■ **YOUR TASK**: Scan the entries that follow and copy out every line containing "query".

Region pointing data

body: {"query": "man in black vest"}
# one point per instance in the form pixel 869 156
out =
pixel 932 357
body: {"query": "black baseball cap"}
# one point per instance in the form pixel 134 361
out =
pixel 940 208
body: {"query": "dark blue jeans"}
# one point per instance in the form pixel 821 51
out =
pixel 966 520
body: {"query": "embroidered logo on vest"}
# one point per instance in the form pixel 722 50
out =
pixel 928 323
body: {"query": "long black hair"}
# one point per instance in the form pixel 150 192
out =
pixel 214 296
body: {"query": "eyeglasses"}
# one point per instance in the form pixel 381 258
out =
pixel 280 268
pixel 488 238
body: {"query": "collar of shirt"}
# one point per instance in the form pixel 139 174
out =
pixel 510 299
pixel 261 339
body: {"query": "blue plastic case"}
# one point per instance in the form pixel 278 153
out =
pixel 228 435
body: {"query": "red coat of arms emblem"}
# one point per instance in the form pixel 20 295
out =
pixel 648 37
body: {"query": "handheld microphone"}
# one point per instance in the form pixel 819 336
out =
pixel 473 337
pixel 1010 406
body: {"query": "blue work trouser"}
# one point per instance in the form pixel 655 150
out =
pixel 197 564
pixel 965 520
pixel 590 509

■ **OUTPUT**:
body: {"query": "man in black vest"}
body: {"query": "black baseball cap"}
body: {"query": "dark blue jeans"}
body: {"query": "embroidered logo on vest"}
body: {"query": "long black hair"}
body: {"query": "eyeglasses"}
body: {"query": "collar of shirt"}
body: {"query": "blue plastic case"}
body: {"query": "red coat of arms emblem"}
body: {"query": "handheld microphone"}
body: {"query": "blue work trouser"}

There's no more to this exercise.